Unregelmäßig freitags bringt LEITERbAV eine kommentierte Presseschau zur bAV. Heute: Was schon Adam Smith wusste, was auch schon Arnold Toynbee wusste, wenn der Betriebsrentner viel Zeit und Langeweile hat, wenn keiner den Tresor aufbekommt, Ansage an Deutschland – und: Flucht wenn möglich.
LAG Düsseldorf (7. Juni): „Keine Corona-Sonderzahlung für Betriebsrentner.“
Einerseits: Wenn der Staat Steuerzahler- und/oder Notenpressengeld mit dem Füllhorn verteilt, darf man sich nicht wundern, wenn Begehrlichkeiten überall entstehen und zuweilen die Leute durch die Instanzen gehen, wenn sie ihren Teil vom Förder- und Entschädigungskuchen abhaben wollen.
Andererseits muss sich schon wundern, inwiefern sich manche Leute ernsthaft Chancen vor Gericht ausrechnen. Revision ist zugelassen, doch wenn der Betriebsrentner, der pikanterweise auch noch bei einer EbAV beschäftigt war, also vermutlich irgendwie von unserem Fach zu sein scheint – die Sache nach Erfurt trägt, dann muss er schon viel Zeit und Langeweile haben.
Institutional Money (6. Juni): „Net-Zero-Allianzen: Politischer Druck nimmt zu, Mitglieder steigen aus.“
Äußerst interessanter Artikel in der Insti Money, der eine bemerkenswerte Entwicklung beschreibt. Die Austritte aus der Alliance haben Gewicht.
Man sollte die Einwendungen der US-Staatsanwälte nicht ohne weiteres vom Tisch wischen, rechtlich und politisch schon mal gar nicht (das wäre in den USA wie stets sehr gefährlich), aber auch markttechnisch nicht. Wenn die großen und übergroßen Akteure sich zusammenschließen, und sei es mit noch so moralischen Absichten und sei es in welcher Form auch immer, dann droht in der Tat stets die Gefahr der Absprachen und des Herausdrängens kleiner Player aus den Märkten – das wusste schon ein Adam Smith, und daran hat sich bis heute nichts geändert.
Ohnehin passt das, was der Artikel beschreibt, zu dem, was man auch sonst in Fragen der ESG-Regulierung zuweilen beobachten kann: Flucht wenn möglich. Man denke nur an die Umwidmung der zahlreichen Art. 9 Fonds.
Es gilt, wie stets im Leben und besonders für die Regulierung die alte, kölnische Weisheit: Viel gut wird viel schlecht.
Am Rande sei geraten, beim lesen des Insti Money-Artikels darauf zu achten, dass Allianz hier meist Alliance meint und nicht den Allianz-Konzern. Vielleicht hätte der Autor das auch besser so handhaben sollen.

- _BEREITGESTELLTES MATERIAL_
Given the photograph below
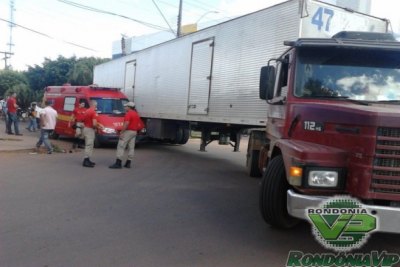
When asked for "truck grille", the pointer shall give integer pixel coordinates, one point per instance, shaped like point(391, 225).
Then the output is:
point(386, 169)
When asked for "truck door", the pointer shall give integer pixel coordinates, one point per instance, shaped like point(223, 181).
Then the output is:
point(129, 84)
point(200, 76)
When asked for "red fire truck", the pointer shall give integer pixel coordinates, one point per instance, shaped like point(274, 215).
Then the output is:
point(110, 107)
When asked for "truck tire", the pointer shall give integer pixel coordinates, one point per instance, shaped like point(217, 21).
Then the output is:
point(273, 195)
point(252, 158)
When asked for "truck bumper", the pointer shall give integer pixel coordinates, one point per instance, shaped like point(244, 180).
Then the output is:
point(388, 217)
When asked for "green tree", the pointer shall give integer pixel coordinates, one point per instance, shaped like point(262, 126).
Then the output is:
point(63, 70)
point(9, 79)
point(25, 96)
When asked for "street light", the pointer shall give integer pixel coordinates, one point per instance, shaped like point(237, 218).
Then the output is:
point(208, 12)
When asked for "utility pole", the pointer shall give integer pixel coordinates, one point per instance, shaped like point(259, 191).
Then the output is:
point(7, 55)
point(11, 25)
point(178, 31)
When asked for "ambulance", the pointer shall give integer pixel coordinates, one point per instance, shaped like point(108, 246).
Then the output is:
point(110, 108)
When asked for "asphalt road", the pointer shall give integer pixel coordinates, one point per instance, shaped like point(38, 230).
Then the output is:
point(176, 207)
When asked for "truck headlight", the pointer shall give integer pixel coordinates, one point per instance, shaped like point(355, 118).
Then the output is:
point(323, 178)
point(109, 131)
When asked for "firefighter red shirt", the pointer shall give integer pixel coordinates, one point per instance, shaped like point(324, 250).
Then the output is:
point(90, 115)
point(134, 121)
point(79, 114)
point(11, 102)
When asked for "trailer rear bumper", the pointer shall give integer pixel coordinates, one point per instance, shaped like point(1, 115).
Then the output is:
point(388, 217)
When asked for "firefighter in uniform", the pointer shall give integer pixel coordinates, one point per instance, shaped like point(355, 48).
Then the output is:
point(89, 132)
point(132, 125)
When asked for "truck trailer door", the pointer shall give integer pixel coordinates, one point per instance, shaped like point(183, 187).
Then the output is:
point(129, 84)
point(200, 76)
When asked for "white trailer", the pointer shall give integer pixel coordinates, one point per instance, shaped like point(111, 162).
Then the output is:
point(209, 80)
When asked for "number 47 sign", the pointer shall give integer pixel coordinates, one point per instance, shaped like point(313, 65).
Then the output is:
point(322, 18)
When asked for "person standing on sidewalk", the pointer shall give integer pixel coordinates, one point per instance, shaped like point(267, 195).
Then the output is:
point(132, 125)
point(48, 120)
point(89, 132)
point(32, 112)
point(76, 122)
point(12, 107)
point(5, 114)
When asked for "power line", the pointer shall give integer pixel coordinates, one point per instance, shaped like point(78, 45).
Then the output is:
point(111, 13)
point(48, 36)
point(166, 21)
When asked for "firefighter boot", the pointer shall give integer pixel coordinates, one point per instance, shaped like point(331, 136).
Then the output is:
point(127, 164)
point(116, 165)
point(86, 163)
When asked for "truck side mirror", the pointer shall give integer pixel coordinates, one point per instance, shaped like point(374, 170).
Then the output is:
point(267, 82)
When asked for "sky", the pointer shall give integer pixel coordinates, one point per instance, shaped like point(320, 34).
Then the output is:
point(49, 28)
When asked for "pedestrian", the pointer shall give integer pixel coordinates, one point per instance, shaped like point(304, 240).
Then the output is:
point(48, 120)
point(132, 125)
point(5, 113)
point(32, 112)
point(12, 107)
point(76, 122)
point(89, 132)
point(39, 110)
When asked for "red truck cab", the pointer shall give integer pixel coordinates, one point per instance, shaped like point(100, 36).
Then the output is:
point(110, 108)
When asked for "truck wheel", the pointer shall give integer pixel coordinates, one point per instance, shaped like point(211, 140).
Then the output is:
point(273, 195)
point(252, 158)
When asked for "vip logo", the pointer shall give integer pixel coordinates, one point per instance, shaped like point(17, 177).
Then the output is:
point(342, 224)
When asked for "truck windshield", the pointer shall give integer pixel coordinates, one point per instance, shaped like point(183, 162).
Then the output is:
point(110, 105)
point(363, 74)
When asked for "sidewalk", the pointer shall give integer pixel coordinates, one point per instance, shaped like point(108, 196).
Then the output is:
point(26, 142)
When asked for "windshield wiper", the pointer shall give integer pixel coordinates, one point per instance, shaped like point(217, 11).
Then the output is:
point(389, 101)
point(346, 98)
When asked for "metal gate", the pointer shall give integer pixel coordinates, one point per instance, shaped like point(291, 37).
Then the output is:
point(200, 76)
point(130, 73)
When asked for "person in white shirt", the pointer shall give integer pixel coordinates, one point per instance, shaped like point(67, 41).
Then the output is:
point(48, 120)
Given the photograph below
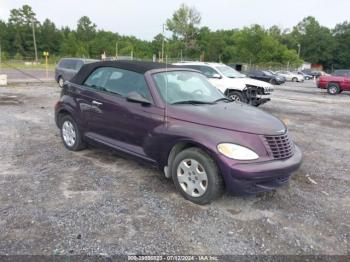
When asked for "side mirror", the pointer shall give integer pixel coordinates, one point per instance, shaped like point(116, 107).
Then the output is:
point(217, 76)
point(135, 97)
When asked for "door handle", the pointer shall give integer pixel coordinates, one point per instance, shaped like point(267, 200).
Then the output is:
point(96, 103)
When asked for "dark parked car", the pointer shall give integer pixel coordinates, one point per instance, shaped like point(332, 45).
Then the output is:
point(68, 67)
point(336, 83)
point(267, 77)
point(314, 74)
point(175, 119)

- _AUFGABE 1_
Welches Gericht hat laut dem Textauszug entschieden, dass es keine Corona-Sonderzahlung für Betriebsrentner gibt?
- _AUFGABE 2_
Wiederhole wörtlich den Abschnitt aus dem Textauszug, der mit den Worten beginnt, die „Ohnehin passt das, was“ enthalten, und mit „wird viel schlecht.“ schließt.
Das Material steht für sich und gehört nicht zum Textauszug.

- _FERTIGE ANTWORT 1_
Das LAG Düsseldorf.

- _FERTIGE ANTWORT 2_
Ohnehin passt das, was der Artikel beschreibt, zu dem, was man auch sonst in Fragen der ESG-Regulierung zuweilen beobachten kann: Flucht wenn möglich. Man denke nur an die Umwidmung der zahlreichen Art. 9 Fonds.
Es gilt, wie stets im Leben und besonders für die Regulierung die alte, kölnische Weisheit: Viel gut wird viel schlecht.